Return only what runs from the line containing "74L93 80L95 76L93" through the last line of the entries below, exactly, omitting pictures.
(Dataset records Opens)
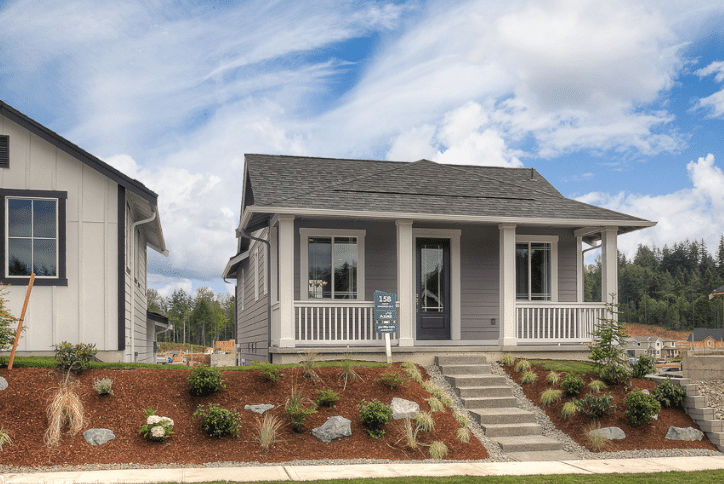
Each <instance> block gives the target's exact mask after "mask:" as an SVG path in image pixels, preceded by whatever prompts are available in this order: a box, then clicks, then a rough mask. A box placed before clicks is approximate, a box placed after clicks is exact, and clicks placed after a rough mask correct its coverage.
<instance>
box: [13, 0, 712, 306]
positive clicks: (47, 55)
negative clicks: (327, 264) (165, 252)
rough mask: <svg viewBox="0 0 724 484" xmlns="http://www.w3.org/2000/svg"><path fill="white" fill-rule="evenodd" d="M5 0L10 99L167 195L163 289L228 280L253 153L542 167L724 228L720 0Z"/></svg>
mask: <svg viewBox="0 0 724 484" xmlns="http://www.w3.org/2000/svg"><path fill="white" fill-rule="evenodd" d="M106 3H107V2H97V1H76V0H66V1H64V2H44V1H34V0H26V1H4V2H2V1H0V25H3V28H2V29H1V30H0V59H2V60H0V99H2V100H3V101H5V102H7V103H8V104H10V105H12V106H13V107H15V108H16V109H19V110H20V111H22V112H23V113H25V114H27V115H28V116H30V117H31V118H33V119H35V120H37V121H38V122H40V123H42V124H44V125H45V126H47V127H49V128H50V129H52V130H54V131H56V132H58V133H60V134H61V135H63V136H65V137H66V138H68V139H69V140H71V141H72V142H74V143H76V144H78V145H79V146H81V147H83V148H84V149H86V150H87V151H89V152H91V153H93V154H95V155H96V156H98V157H100V158H102V159H104V160H105V161H106V162H108V163H110V164H111V165H113V166H115V167H117V168H118V169H120V170H121V171H123V172H125V173H127V174H128V175H130V176H132V177H134V178H137V179H139V180H141V181H142V182H143V183H145V184H146V185H147V186H149V187H150V188H152V189H153V190H155V191H156V192H157V193H158V194H159V205H160V212H161V220H162V223H163V227H164V233H165V236H166V239H167V244H168V246H169V250H170V252H171V255H170V257H169V258H163V257H161V256H159V255H157V254H155V253H152V255H151V256H150V259H149V270H150V275H149V284H150V286H151V287H154V288H156V289H159V290H160V291H161V292H162V293H163V294H168V293H169V292H170V291H172V290H173V289H174V288H176V287H182V288H184V289H185V290H187V291H193V290H195V289H196V288H198V287H202V286H209V287H211V288H212V289H214V290H215V291H216V292H221V291H223V290H225V289H226V287H225V285H224V283H223V282H222V281H221V279H220V274H221V271H222V269H223V267H224V265H225V264H226V261H227V260H228V258H229V257H230V256H232V255H234V251H235V248H236V243H235V238H234V229H235V227H236V225H237V223H238V219H239V207H240V204H241V181H242V174H243V155H244V153H270V154H300V155H309V156H326V157H342V158H344V157H350V158H369V159H390V160H403V161H405V160H417V159H420V158H427V159H431V160H435V161H438V162H442V163H458V164H481V165H501V166H524V167H535V168H536V169H537V170H538V171H539V172H541V173H542V174H543V175H544V176H545V177H546V178H548V180H549V181H550V182H551V183H552V184H553V185H554V186H555V187H556V188H558V189H559V190H560V191H561V193H563V194H564V195H566V196H568V197H571V198H577V199H579V200H582V201H585V202H588V203H593V204H596V205H601V206H605V207H608V208H612V209H614V210H619V211H623V212H626V213H630V214H632V215H637V216H640V217H644V218H647V219H650V220H655V221H658V225H657V226H656V227H654V228H651V229H646V230H643V231H639V232H636V233H633V234H630V235H627V236H625V237H622V238H621V239H620V240H619V247H620V249H621V250H622V251H624V252H625V253H627V255H629V256H631V255H633V253H634V251H635V249H636V247H637V245H638V244H639V243H644V244H656V245H657V246H659V247H663V246H664V245H665V244H669V245H670V244H672V243H675V242H679V241H682V240H684V239H686V238H689V239H690V240H704V241H705V242H706V244H707V246H708V248H709V250H710V251H712V252H713V251H715V250H716V249H717V247H718V243H719V238H720V236H721V235H722V234H724V173H723V172H722V166H724V28H722V26H724V4H723V3H722V2H721V0H718V1H704V0H702V1H696V0H694V1H689V2H667V1H634V0H627V1H618V0H612V1H608V2H599V1H598V0H596V1H588V0H553V1H547V0H543V1H533V2H531V1H515V0H512V1H508V2H499V1H475V2H465V1H459V2H449V1H426V2H423V1H390V2H387V1H379V2H375V1H369V2H360V1H346V2H345V1H317V2H313V3H309V2H292V1H289V2H282V1H278V2H274V1H268V0H267V1H254V0H251V1H245V2H216V3H214V2H203V1H186V2H169V1H163V0H146V1H142V2H140V1H139V2H136V1H132V0H129V1H122V2H112V3H109V4H106Z"/></svg>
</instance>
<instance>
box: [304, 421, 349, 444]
mask: <svg viewBox="0 0 724 484" xmlns="http://www.w3.org/2000/svg"><path fill="white" fill-rule="evenodd" d="M312 435H314V436H315V437H316V438H318V439H319V440H321V441H322V442H325V443H327V444H328V443H330V442H331V441H333V440H334V439H340V438H342V437H349V436H351V435H352V422H351V421H350V420H349V419H346V418H344V417H341V416H339V415H338V416H336V417H329V418H328V419H327V421H326V422H324V424H323V425H322V426H321V427H317V428H316V429H313V430H312Z"/></svg>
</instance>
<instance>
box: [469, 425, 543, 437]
mask: <svg viewBox="0 0 724 484" xmlns="http://www.w3.org/2000/svg"><path fill="white" fill-rule="evenodd" d="M480 426H481V427H482V429H483V431H484V432H485V436H486V437H490V438H495V437H514V436H522V435H526V436H529V437H530V436H533V437H539V436H540V435H541V433H542V432H543V427H541V426H540V425H538V424H537V423H524V424H520V423H514V424H482V423H481V424H480Z"/></svg>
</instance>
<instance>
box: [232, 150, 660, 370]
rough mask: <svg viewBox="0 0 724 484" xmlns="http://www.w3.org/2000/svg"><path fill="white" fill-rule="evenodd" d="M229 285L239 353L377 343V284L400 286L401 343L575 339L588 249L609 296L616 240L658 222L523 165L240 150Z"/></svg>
mask: <svg viewBox="0 0 724 484" xmlns="http://www.w3.org/2000/svg"><path fill="white" fill-rule="evenodd" d="M241 199H242V201H241V217H240V223H239V225H238V227H237V229H236V235H237V239H238V246H237V252H236V254H234V255H233V257H231V258H230V260H229V262H228V264H227V266H226V268H225V270H224V273H223V277H224V278H225V279H233V280H234V281H236V302H237V344H238V351H239V352H240V354H239V357H240V358H241V359H243V360H246V361H249V360H267V359H271V360H273V361H275V362H276V361H287V359H291V358H293V357H296V356H297V354H298V353H299V352H300V351H304V349H308V348H316V349H319V350H320V351H337V352H338V353H340V354H342V353H345V352H368V353H374V352H375V351H377V352H379V351H380V347H381V345H382V344H383V342H382V336H381V335H378V334H376V333H375V326H374V317H373V293H374V291H376V290H379V291H384V292H388V293H394V294H395V295H396V297H397V314H396V315H397V332H396V333H394V334H393V335H392V339H393V344H394V345H395V346H397V347H398V350H397V351H404V352H412V353H418V356H419V355H423V354H424V355H428V356H429V355H433V354H439V353H440V352H442V351H445V349H448V350H454V349H455V348H460V349H470V348H478V349H482V350H485V349H487V350H490V351H501V350H503V351H508V350H515V349H516V348H523V347H526V346H528V347H531V345H533V346H536V345H538V346H541V345H542V346H545V347H548V348H553V347H554V346H558V345H564V344H568V345H579V346H582V344H583V343H587V342H590V340H591V337H590V331H591V329H592V327H593V325H594V324H595V322H597V321H598V318H600V317H602V316H604V315H605V304H604V303H589V302H584V296H583V247H584V244H585V245H586V246H588V245H594V244H598V245H600V247H601V255H602V269H603V277H602V290H601V293H602V294H601V296H602V300H603V301H611V300H612V299H611V296H612V295H613V301H615V300H616V291H617V284H618V275H617V240H618V236H619V235H623V234H626V233H629V232H631V231H634V230H639V229H642V228H645V227H650V226H652V225H654V224H655V222H650V221H648V220H644V219H641V218H637V217H633V216H631V215H626V214H622V213H618V212H614V211H611V210H606V209H603V208H600V207H595V206H592V205H587V204H585V203H581V202H577V201H575V200H570V199H567V198H565V197H564V196H562V195H561V194H560V193H559V192H558V191H557V190H556V189H555V188H553V186H552V185H551V184H550V183H548V181H547V180H545V178H543V177H542V176H541V175H540V174H539V173H538V172H537V171H535V170H534V169H523V168H500V167H483V166H457V165H446V164H438V163H435V162H432V161H428V160H420V161H416V162H411V163H410V162H390V161H373V160H347V159H330V158H308V157H294V156H272V155H251V154H249V155H246V156H245V168H244V185H243V192H242V197H241Z"/></svg>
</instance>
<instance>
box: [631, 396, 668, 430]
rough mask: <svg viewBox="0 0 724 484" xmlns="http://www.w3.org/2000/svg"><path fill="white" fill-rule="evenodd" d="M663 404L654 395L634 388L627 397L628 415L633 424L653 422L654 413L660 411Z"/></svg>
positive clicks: (637, 424)
mask: <svg viewBox="0 0 724 484" xmlns="http://www.w3.org/2000/svg"><path fill="white" fill-rule="evenodd" d="M659 410H661V405H660V404H659V402H658V401H656V399H655V398H654V396H653V395H647V394H645V393H644V392H642V391H640V390H634V391H633V392H631V393H629V394H628V396H627V397H626V417H628V420H629V422H631V424H632V425H641V424H649V423H651V419H652V418H653V417H654V415H656V414H658V413H659Z"/></svg>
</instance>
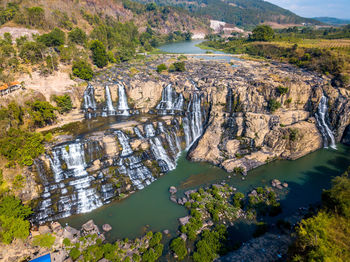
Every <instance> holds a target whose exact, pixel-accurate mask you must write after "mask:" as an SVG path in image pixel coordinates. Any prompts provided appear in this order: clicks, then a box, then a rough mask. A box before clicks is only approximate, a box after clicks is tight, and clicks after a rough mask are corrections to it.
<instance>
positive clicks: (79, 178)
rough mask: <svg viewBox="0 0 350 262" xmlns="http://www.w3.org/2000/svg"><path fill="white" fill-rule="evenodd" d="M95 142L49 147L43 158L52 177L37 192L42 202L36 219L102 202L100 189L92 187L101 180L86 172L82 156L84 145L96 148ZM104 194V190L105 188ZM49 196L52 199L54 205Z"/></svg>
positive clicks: (37, 219) (44, 219)
mask: <svg viewBox="0 0 350 262" xmlns="http://www.w3.org/2000/svg"><path fill="white" fill-rule="evenodd" d="M97 143H98V142H97V141H92V142H91V141H80V140H75V141H74V142H73V143H70V144H64V145H59V146H56V147H54V148H53V149H52V154H51V155H50V156H47V157H48V158H49V161H50V166H51V170H52V172H53V177H52V180H51V181H49V184H48V185H47V186H45V188H44V193H43V194H42V195H41V197H42V201H41V203H40V205H39V208H38V212H37V214H36V220H37V221H38V222H44V221H50V220H56V219H60V218H64V217H68V216H70V215H72V214H76V213H77V214H79V213H86V212H90V211H91V210H94V209H96V208H98V207H100V206H102V205H103V203H104V199H105V198H104V197H101V196H100V194H101V192H99V191H97V189H96V187H95V184H96V183H101V181H98V180H99V179H96V178H94V177H93V176H91V175H89V173H88V172H87V171H86V168H87V167H88V163H87V162H86V159H85V154H86V151H85V147H86V148H90V147H91V149H89V150H93V149H96V148H97V147H96V144H97ZM96 155H97V154H96ZM93 160H94V159H91V161H93ZM102 177H103V176H102ZM103 185H107V184H106V183H104V184H103ZM104 187H109V186H104ZM102 193H103V192H102ZM104 193H107V191H106V189H105V192H104ZM108 194H109V195H111V194H113V195H115V194H114V190H112V191H109V192H108ZM108 198H111V197H108ZM53 199H54V200H55V201H56V202H55V208H54V207H53V204H54V203H53Z"/></svg>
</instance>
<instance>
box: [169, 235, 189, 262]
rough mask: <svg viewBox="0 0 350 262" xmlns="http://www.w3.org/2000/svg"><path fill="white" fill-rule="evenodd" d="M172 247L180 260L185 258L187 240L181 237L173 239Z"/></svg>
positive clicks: (170, 243) (173, 250)
mask: <svg viewBox="0 0 350 262" xmlns="http://www.w3.org/2000/svg"><path fill="white" fill-rule="evenodd" d="M170 249H171V250H172V251H173V252H174V253H175V254H176V256H177V258H178V260H183V259H184V258H185V257H186V256H187V248H186V242H185V241H184V240H183V239H182V238H181V237H178V238H175V239H174V240H173V241H171V243H170Z"/></svg>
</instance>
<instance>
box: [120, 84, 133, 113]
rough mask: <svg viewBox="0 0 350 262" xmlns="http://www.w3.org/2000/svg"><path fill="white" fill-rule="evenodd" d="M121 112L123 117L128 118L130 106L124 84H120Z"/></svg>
mask: <svg viewBox="0 0 350 262" xmlns="http://www.w3.org/2000/svg"><path fill="white" fill-rule="evenodd" d="M117 109H118V110H119V111H121V115H124V116H128V115H130V113H129V109H130V108H129V106H128V98H127V96H126V92H125V86H124V85H123V84H120V83H118V108H117Z"/></svg>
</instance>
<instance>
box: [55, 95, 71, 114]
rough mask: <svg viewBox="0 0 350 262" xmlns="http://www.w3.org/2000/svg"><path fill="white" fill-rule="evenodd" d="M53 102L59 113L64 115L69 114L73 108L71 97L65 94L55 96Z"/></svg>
mask: <svg viewBox="0 0 350 262" xmlns="http://www.w3.org/2000/svg"><path fill="white" fill-rule="evenodd" d="M52 98H53V100H54V101H55V102H56V104H57V107H58V111H59V112H60V113H61V114H62V113H66V112H69V111H70V110H72V108H73V104H72V99H71V98H70V96H69V95H67V94H65V95H63V96H57V95H54V96H53V97H52Z"/></svg>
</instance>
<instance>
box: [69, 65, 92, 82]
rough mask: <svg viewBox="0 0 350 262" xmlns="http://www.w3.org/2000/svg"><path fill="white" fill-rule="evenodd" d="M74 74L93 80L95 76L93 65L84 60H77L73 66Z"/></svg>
mask: <svg viewBox="0 0 350 262" xmlns="http://www.w3.org/2000/svg"><path fill="white" fill-rule="evenodd" d="M72 71H73V75H74V76H76V77H79V78H81V79H83V80H91V79H92V77H93V76H94V72H93V71H92V68H91V66H90V65H89V64H88V62H86V61H84V60H77V61H75V62H74V63H73V66H72Z"/></svg>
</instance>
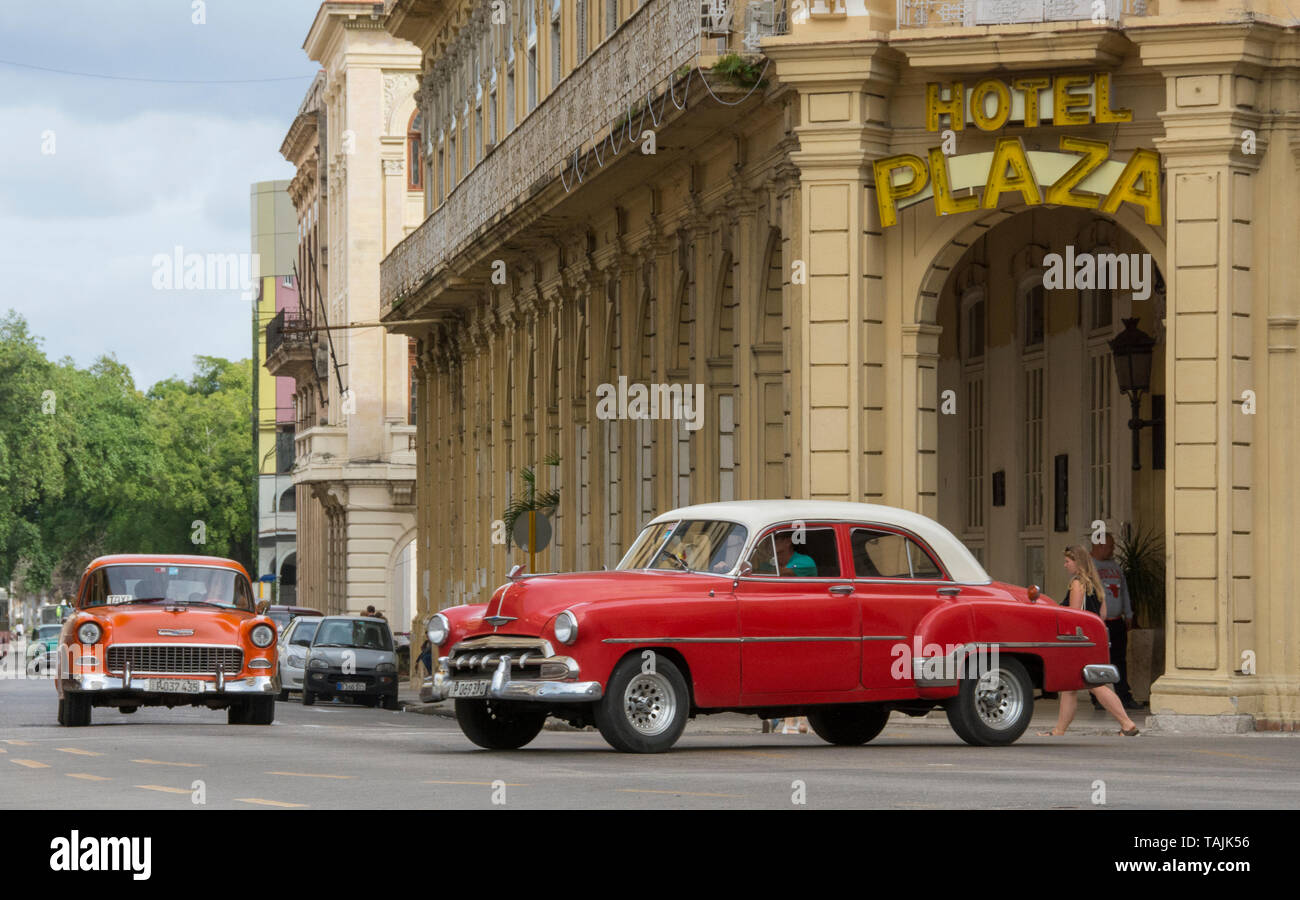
(Dataset records Closes)
- _Your response_
rough mask: <svg viewBox="0 0 350 262" xmlns="http://www.w3.org/2000/svg"><path fill="white" fill-rule="evenodd" d="M74 74L93 80L95 76L93 65L84 60H77L73 66Z"/></svg>
mask: <svg viewBox="0 0 350 262" xmlns="http://www.w3.org/2000/svg"><path fill="white" fill-rule="evenodd" d="M72 71H73V75H74V76H76V77H79V78H81V79H83V80H91V79H92V77H93V76H94V72H93V71H92V68H91V66H90V65H89V64H88V62H86V61H84V60H77V61H75V62H74V63H73V66H72Z"/></svg>
</instance>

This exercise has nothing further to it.